WORK INSTRUCTIONS -> Write out the lines of the material below as a numbered list, skipping any blank lines.

INFORMATION SUPPLIED ->
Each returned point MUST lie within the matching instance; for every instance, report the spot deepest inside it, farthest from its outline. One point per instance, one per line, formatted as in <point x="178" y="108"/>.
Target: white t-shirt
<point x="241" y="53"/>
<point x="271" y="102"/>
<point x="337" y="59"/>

ANSWER FOR THIS EXERCISE ->
1. Each returned point MUST lie within the matching instance; for every instance, report the spot deepest inside it, farthest from its outline. One point per instance, one per line, formatted as in <point x="178" y="108"/>.
2. Target: white t-shirt
3. <point x="241" y="53"/>
4. <point x="271" y="102"/>
5. <point x="337" y="59"/>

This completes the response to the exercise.